_Your objective:_ Reproduce the data below verbatim, every line in order.

_Supplied data:_

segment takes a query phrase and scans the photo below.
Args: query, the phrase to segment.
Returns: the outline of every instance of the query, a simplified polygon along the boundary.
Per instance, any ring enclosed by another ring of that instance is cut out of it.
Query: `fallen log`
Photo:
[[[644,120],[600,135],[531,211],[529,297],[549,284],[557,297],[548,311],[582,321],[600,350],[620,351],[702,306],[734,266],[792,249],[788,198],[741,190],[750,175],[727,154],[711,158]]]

_The response:_
segment takes a query phrase and scans the photo below.
Args: query, the phrase to segment.
Returns: the outline of every instance of the query, a simplified polygon along the boundary.
Per instance, any ring enclosed by another ring of that instance is cut out of it.
Query: `fallen log`
Photo:
[[[644,120],[600,135],[531,211],[529,297],[549,284],[557,297],[548,311],[582,321],[600,350],[620,351],[702,306],[734,266],[792,249],[788,198],[741,190],[750,175],[727,154],[711,158]]]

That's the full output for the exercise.